**Directive:**
Gather every line in the items below that contains the word "leaf" and copy each one out.

**Exercise data:**

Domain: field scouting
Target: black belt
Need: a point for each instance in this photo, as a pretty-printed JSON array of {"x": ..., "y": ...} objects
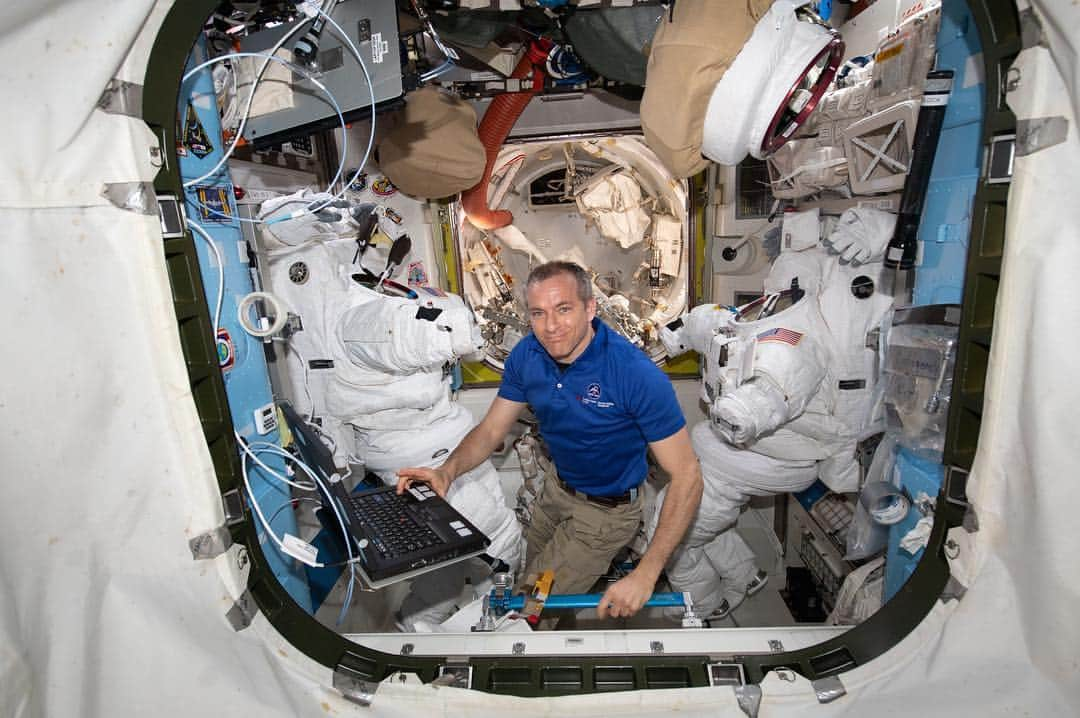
[{"x": 629, "y": 497}]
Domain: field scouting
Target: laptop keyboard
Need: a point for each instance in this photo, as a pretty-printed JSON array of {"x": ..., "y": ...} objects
[{"x": 391, "y": 525}]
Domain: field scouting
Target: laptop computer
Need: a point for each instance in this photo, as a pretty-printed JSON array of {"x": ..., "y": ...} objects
[{"x": 396, "y": 537}]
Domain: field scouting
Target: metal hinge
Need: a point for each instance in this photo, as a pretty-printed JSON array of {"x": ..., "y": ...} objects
[
  {"x": 242, "y": 612},
  {"x": 122, "y": 97},
  {"x": 750, "y": 699},
  {"x": 828, "y": 689},
  {"x": 353, "y": 687}
]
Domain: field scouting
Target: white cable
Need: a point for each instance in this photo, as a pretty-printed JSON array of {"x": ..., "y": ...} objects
[
  {"x": 304, "y": 365},
  {"x": 337, "y": 109},
  {"x": 370, "y": 92},
  {"x": 280, "y": 315},
  {"x": 266, "y": 525},
  {"x": 273, "y": 448},
  {"x": 220, "y": 276},
  {"x": 337, "y": 176},
  {"x": 247, "y": 106}
]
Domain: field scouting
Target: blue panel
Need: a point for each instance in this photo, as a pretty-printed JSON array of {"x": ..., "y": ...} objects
[
  {"x": 211, "y": 204},
  {"x": 917, "y": 475},
  {"x": 946, "y": 217}
]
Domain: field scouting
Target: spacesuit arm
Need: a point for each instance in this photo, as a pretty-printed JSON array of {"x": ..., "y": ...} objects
[
  {"x": 784, "y": 379},
  {"x": 474, "y": 448},
  {"x": 675, "y": 456}
]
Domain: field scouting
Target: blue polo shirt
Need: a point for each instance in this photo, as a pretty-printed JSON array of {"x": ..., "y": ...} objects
[{"x": 601, "y": 414}]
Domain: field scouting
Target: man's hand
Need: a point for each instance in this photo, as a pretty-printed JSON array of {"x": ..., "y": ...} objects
[
  {"x": 628, "y": 595},
  {"x": 437, "y": 478}
]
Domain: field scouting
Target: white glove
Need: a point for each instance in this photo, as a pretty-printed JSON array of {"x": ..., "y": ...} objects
[
  {"x": 862, "y": 234},
  {"x": 755, "y": 408},
  {"x": 733, "y": 421},
  {"x": 674, "y": 340}
]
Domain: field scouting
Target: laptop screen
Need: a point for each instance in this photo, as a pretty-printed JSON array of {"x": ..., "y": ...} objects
[{"x": 312, "y": 450}]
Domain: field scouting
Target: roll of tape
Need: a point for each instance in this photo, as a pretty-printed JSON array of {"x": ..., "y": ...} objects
[
  {"x": 885, "y": 502},
  {"x": 280, "y": 316}
]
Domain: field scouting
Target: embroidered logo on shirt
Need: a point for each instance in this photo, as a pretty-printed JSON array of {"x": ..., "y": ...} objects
[
  {"x": 593, "y": 396},
  {"x": 781, "y": 334}
]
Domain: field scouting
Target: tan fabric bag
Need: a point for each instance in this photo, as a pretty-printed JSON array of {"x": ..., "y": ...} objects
[{"x": 690, "y": 52}]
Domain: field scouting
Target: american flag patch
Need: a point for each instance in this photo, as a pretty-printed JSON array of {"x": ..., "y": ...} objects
[{"x": 781, "y": 334}]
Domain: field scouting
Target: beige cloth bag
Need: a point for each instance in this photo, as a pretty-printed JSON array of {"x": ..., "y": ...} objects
[
  {"x": 690, "y": 52},
  {"x": 434, "y": 151}
]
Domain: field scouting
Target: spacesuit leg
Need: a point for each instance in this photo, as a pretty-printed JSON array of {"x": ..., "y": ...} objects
[
  {"x": 714, "y": 563},
  {"x": 709, "y": 549}
]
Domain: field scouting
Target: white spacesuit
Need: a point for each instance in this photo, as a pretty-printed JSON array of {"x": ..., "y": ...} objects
[
  {"x": 376, "y": 370},
  {"x": 788, "y": 393}
]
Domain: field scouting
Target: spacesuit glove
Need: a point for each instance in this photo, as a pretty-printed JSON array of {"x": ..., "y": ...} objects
[
  {"x": 733, "y": 420},
  {"x": 758, "y": 406},
  {"x": 862, "y": 234}
]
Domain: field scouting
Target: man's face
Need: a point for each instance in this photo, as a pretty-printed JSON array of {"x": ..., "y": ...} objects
[{"x": 559, "y": 320}]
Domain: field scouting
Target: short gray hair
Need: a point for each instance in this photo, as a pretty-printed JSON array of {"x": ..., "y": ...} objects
[{"x": 551, "y": 269}]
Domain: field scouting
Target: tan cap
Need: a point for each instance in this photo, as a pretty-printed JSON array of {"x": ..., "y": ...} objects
[
  {"x": 434, "y": 150},
  {"x": 690, "y": 53}
]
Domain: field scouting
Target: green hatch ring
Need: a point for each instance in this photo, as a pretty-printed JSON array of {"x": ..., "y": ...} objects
[{"x": 999, "y": 29}]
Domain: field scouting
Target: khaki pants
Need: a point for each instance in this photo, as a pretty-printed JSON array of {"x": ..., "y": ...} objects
[{"x": 575, "y": 538}]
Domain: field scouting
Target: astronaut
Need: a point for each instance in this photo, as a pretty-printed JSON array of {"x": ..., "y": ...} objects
[
  {"x": 375, "y": 369},
  {"x": 787, "y": 380}
]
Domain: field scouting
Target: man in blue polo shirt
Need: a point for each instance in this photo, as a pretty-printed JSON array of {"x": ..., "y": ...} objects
[{"x": 602, "y": 404}]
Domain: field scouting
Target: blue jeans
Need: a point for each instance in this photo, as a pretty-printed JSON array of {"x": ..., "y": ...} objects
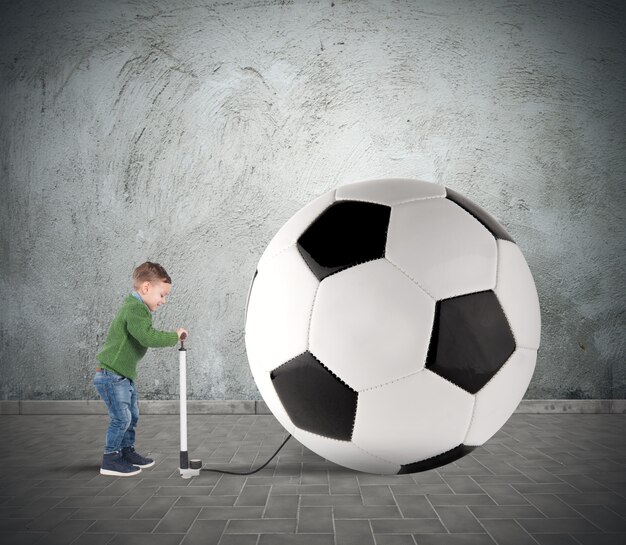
[{"x": 120, "y": 396}]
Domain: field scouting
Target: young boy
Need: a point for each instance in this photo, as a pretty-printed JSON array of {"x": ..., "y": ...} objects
[{"x": 129, "y": 337}]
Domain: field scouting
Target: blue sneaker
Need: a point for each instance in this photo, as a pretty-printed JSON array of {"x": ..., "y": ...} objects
[
  {"x": 115, "y": 464},
  {"x": 129, "y": 454}
]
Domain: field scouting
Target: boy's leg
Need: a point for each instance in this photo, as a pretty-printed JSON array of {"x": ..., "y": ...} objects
[
  {"x": 128, "y": 442},
  {"x": 128, "y": 439},
  {"x": 116, "y": 394}
]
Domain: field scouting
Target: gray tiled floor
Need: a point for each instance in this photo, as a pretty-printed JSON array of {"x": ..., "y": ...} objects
[{"x": 543, "y": 479}]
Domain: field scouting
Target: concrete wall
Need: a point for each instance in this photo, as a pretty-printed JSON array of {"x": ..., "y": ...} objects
[{"x": 188, "y": 132}]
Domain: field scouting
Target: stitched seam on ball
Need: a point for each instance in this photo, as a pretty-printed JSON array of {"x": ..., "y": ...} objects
[
  {"x": 354, "y": 265},
  {"x": 351, "y": 442},
  {"x": 374, "y": 455},
  {"x": 273, "y": 256},
  {"x": 469, "y": 427},
  {"x": 412, "y": 279},
  {"x": 346, "y": 385},
  {"x": 333, "y": 374},
  {"x": 390, "y": 382},
  {"x": 416, "y": 199},
  {"x": 390, "y": 205},
  {"x": 517, "y": 348},
  {"x": 436, "y": 455},
  {"x": 308, "y": 334}
]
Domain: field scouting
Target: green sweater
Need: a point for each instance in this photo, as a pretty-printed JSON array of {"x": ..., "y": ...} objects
[{"x": 129, "y": 337}]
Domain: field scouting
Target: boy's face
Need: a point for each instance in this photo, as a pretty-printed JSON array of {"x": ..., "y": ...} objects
[{"x": 154, "y": 293}]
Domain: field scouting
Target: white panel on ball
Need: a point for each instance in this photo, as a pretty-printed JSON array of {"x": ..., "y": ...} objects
[
  {"x": 442, "y": 247},
  {"x": 517, "y": 294},
  {"x": 387, "y": 332},
  {"x": 295, "y": 226},
  {"x": 279, "y": 310},
  {"x": 345, "y": 453},
  {"x": 499, "y": 398},
  {"x": 391, "y": 192},
  {"x": 413, "y": 418}
]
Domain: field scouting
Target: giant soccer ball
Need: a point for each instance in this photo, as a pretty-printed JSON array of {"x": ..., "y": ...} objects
[{"x": 392, "y": 326}]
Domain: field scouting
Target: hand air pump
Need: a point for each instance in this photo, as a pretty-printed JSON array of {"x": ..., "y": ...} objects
[{"x": 188, "y": 468}]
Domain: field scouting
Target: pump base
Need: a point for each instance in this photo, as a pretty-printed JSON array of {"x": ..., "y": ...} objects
[{"x": 188, "y": 473}]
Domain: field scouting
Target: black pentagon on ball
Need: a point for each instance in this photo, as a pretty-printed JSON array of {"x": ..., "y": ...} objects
[
  {"x": 491, "y": 223},
  {"x": 314, "y": 398},
  {"x": 471, "y": 340},
  {"x": 345, "y": 234},
  {"x": 436, "y": 461}
]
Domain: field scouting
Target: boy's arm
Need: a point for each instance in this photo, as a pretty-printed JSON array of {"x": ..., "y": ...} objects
[{"x": 139, "y": 325}]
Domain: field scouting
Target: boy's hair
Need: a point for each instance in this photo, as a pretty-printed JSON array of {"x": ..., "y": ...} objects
[{"x": 150, "y": 272}]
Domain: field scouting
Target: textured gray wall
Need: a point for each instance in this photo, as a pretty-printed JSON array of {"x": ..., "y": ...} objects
[{"x": 188, "y": 132}]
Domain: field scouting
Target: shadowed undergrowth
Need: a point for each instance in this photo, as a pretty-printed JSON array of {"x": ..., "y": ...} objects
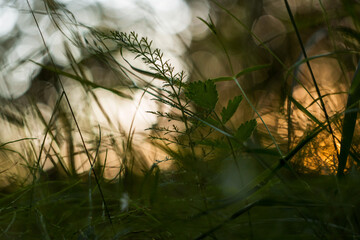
[{"x": 201, "y": 172}]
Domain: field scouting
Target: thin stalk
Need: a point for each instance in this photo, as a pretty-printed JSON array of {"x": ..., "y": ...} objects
[
  {"x": 312, "y": 76},
  {"x": 72, "y": 114}
]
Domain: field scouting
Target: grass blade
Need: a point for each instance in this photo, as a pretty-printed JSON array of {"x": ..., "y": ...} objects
[{"x": 349, "y": 122}]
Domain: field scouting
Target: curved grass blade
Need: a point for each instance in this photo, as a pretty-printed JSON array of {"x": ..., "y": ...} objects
[{"x": 349, "y": 121}]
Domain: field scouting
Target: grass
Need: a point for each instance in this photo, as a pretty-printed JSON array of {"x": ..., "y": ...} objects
[{"x": 218, "y": 177}]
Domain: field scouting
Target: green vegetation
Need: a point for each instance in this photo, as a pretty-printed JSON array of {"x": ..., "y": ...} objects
[{"x": 227, "y": 177}]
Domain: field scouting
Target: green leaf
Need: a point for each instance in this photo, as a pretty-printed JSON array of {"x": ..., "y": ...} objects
[
  {"x": 349, "y": 123},
  {"x": 245, "y": 130},
  {"x": 231, "y": 108},
  {"x": 203, "y": 94}
]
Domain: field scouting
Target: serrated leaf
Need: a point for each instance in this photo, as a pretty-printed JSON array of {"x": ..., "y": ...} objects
[
  {"x": 203, "y": 94},
  {"x": 231, "y": 108},
  {"x": 245, "y": 130}
]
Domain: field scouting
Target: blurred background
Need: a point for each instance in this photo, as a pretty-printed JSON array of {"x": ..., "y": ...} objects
[{"x": 246, "y": 34}]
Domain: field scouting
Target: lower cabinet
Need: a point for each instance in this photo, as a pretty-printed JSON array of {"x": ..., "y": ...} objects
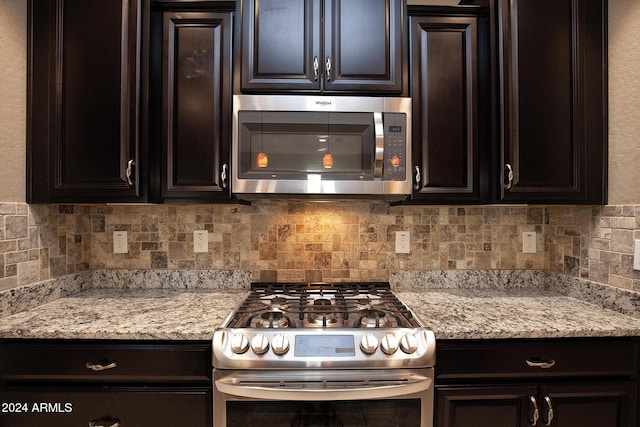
[
  {"x": 595, "y": 404},
  {"x": 536, "y": 383},
  {"x": 30, "y": 406},
  {"x": 63, "y": 383}
]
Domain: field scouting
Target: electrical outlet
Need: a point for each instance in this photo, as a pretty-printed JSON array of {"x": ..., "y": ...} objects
[
  {"x": 200, "y": 241},
  {"x": 403, "y": 242},
  {"x": 120, "y": 242},
  {"x": 529, "y": 242}
]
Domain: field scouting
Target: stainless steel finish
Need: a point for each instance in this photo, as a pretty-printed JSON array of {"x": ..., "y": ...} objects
[
  {"x": 104, "y": 422},
  {"x": 101, "y": 365},
  {"x": 313, "y": 385},
  {"x": 541, "y": 363},
  {"x": 509, "y": 183},
  {"x": 421, "y": 341},
  {"x": 323, "y": 385},
  {"x": 316, "y": 66},
  {"x": 316, "y": 186},
  {"x": 379, "y": 131},
  {"x": 536, "y": 413},
  {"x": 547, "y": 423},
  {"x": 130, "y": 164},
  {"x": 223, "y": 176}
]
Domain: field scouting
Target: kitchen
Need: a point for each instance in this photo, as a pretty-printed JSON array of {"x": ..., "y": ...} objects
[{"x": 304, "y": 242}]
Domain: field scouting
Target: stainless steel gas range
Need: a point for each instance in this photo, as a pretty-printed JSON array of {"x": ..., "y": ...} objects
[{"x": 344, "y": 354}]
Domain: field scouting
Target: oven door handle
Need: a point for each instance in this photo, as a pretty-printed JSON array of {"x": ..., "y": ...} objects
[{"x": 323, "y": 391}]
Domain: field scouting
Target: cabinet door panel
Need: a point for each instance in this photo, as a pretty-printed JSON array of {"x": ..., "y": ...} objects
[
  {"x": 140, "y": 407},
  {"x": 503, "y": 406},
  {"x": 363, "y": 42},
  {"x": 83, "y": 100},
  {"x": 196, "y": 89},
  {"x": 554, "y": 99},
  {"x": 590, "y": 405},
  {"x": 280, "y": 39},
  {"x": 445, "y": 139}
]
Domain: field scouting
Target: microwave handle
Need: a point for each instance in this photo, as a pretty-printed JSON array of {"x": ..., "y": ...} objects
[
  {"x": 379, "y": 133},
  {"x": 321, "y": 393}
]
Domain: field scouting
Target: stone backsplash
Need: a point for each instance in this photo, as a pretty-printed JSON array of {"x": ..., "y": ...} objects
[{"x": 306, "y": 241}]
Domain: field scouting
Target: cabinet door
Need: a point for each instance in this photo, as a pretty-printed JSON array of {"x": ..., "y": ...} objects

**Solved problem:**
Target: green leaf
Target: serrated leaf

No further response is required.